GIVEN INFORMATION:
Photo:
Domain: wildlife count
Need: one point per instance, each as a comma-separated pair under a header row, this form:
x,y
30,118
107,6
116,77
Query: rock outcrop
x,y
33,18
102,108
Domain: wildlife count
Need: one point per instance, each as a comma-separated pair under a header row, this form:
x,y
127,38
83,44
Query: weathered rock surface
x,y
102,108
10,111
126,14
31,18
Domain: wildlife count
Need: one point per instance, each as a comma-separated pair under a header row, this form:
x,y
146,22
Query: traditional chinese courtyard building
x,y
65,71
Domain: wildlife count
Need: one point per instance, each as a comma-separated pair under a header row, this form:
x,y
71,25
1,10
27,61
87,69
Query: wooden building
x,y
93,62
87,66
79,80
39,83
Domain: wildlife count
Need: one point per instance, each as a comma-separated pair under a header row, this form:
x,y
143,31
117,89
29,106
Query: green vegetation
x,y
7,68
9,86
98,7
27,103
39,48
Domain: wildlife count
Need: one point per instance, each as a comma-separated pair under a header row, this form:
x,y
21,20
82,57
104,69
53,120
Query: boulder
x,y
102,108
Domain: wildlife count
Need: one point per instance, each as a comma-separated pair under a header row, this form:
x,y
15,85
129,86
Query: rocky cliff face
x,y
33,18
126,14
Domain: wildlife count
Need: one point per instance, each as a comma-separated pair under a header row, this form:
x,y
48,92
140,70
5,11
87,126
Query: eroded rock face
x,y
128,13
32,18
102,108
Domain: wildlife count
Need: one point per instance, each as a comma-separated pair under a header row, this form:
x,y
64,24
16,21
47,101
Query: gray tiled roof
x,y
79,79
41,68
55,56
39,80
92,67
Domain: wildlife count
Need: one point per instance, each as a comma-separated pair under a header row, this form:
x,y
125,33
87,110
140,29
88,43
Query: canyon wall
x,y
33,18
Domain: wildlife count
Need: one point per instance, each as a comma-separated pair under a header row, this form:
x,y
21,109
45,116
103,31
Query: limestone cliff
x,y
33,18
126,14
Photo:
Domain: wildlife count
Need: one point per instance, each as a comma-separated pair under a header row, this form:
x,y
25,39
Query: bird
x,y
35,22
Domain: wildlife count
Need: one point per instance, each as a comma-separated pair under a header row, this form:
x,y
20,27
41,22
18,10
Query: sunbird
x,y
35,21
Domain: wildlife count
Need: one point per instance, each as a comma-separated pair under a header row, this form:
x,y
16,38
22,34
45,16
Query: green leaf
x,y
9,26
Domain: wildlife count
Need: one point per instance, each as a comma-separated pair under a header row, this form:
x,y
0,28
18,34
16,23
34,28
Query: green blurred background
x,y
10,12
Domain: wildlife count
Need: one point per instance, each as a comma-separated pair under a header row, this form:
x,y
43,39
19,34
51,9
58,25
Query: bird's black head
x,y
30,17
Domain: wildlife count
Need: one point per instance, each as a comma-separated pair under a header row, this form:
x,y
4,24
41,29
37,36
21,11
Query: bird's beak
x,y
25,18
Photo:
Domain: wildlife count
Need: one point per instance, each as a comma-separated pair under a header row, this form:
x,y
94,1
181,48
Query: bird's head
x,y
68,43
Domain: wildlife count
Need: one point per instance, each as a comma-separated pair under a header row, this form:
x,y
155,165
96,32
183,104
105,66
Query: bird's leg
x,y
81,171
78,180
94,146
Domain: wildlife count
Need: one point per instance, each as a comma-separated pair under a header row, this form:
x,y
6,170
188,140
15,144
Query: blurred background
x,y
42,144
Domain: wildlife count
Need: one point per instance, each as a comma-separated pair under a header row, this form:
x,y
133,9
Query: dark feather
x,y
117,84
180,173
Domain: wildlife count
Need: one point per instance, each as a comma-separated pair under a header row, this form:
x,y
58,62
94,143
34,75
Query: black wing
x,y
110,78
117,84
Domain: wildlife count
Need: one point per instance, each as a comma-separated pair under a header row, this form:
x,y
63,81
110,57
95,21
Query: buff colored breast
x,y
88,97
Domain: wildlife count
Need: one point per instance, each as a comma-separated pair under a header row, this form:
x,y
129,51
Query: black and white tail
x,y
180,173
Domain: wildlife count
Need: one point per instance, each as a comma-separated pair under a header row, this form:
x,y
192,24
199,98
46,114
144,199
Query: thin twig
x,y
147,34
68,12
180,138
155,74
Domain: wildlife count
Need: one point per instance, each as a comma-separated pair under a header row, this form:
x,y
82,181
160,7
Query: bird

YOUR OBJECTIVE: Give back all the data exactly as written.

EXPECTED ANSWER:
Photo:
Domain: wildlife count
Need: one point per instance, each as a comma-separated pair under a header row, this form:
x,y
30,118
107,6
116,77
Query: rock outcrop
x,y
33,18
102,108
Domain: wildlife count
Need: one point per instance, each as a comma-separated pair under a header row, this form:
x,y
127,38
83,44
Query: weathered rock surface
x,y
102,108
10,111
126,14
31,18
Domain: wildlife count
Need: one point per instance, each as a comma-separated pair under a header row, this form:
x,y
146,22
Query: traditional chinese courtyard building
x,y
65,71
Domain: wildlife count
Need: one point per instance, each as a comma-separated pair under a header row, this form:
x,y
71,25
1,10
27,61
87,69
Query: wooden building
x,y
93,62
87,66
79,80
39,83
Domain: wildlife count
Need: one point per instance, each as a comma-separated pair under a header row, this form:
x,y
143,31
117,89
29,106
Query: green vegetation
x,y
7,68
9,86
98,7
27,103
39,48
Domain: wildlife count
Need: one point per instance, each as a comma-separated pair under a header row, this form:
x,y
21,20
82,57
104,69
53,120
Query: boulder
x,y
102,108
Domain: wildlife count
Need: one point per instance, each as a comma-separated pair under a header row, this form:
x,y
15,85
129,86
Query: rocky cliff face
x,y
33,18
126,14
Domain: wildlife count
Need: one point per instance, each as a comma-separated pair under a header row, this form:
x,y
48,92
140,70
5,11
87,126
Query: eroded rock face
x,y
128,13
32,18
102,108
Domain: wildlife count
Need: one point per instance, each as a comma-separated pair under a header row, this form:
x,y
64,24
16,21
47,101
Query: gray tiled roof
x,y
79,79
41,68
55,56
39,80
92,67
Domain: wildlife count
Need: one point per instance, each as a comma-separated pair under a header row, this form:
x,y
125,33
87,110
140,29
88,43
Query: canyon wall
x,y
33,18
Domain: wildlife count
Need: one point per instance, each as a comma-separated pair under a header row, this form:
x,y
21,109
45,116
103,31
Query: limestone cliff
x,y
33,18
126,14
Photo:
Domain: wildlife count
Need: one point per instance, each as a comma-separated pair under a header row, this form:
x,y
25,39
Query: bird
x,y
35,22
Domain: wildlife count
Need: one point per instance, each as a comma-separated pair under a header row, this form:
x,y
20,27
41,22
18,10
Query: sunbird
x,y
35,21
Domain: wildlife count
Need: one point per instance, each as a comma-separated pair under a header row, this form:
x,y
16,38
22,34
45,16
Query: green leaf
x,y
9,26
Domain: wildlife count
Need: one point per instance, each as a comma-separated pair under a header row, this form:
x,y
0,28
18,34
16,23
34,28
Query: green blurred background
x,y
10,12
Domain: wildlife count
Need: one point per instance, each as a comma-separated pair under a header row, this form:
x,y
43,39
19,34
51,9
58,25
Query: bird's black head
x,y
30,17
Domain: wildlife count
Need: one point per instance, each as a comma-separated pair under a header row, this form:
x,y
4,24
41,29
37,36
21,11
Query: bird's beak
x,y
25,18
Photo:
Domain: wildlife count
Need: one point per instance, each as a comma-separated pair under a header row, this form:
x,y
94,1
181,48
Query: bird's head
x,y
68,43
Domain: wildlife count
Need: one point per instance, each as a comma-separated pair under a header row, this form:
x,y
155,165
96,32
183,104
105,66
Query: bird's leg
x,y
81,171
78,180
94,146
Domain: wildlife count
Need: one point per instance, each as a comma-separated pair under a header row, this form:
x,y
6,170
188,140
15,144
Query: blurred background
x,y
42,144
Domain: wildlife count
Need: one point per instance, each as a comma-separated pair under a header row, this form:
x,y
133,9
Query: dark feather
x,y
117,84
180,173
Domain: wildlife count
Need: one point per instance, each as a comma-separated pair under a header row, this form:
x,y
58,62
94,143
34,75
Query: black wing
x,y
110,78
117,84
Domain: wildlife count
Need: one point per instance, each as a comma-separated pair under a header row, this form:
x,y
63,81
110,57
95,21
Query: buff colored breast
x,y
88,97
Domain: wildlife count
Need: one point per instance, each as a comma-separated pair under a header row, this form:
x,y
129,51
Query: black and white tail
x,y
180,173
Domain: wildlife count
Need: one point per instance, each as a comma-separated pair under a header row, this form:
x,y
192,24
199,98
46,114
144,199
Query: thin twig
x,y
147,34
68,12
180,138
155,74
Domain: wildlife count
Need: one point per instance, each as a comma-separated pair under a header row, this form:
x,y
82,181
160,7
Query: bird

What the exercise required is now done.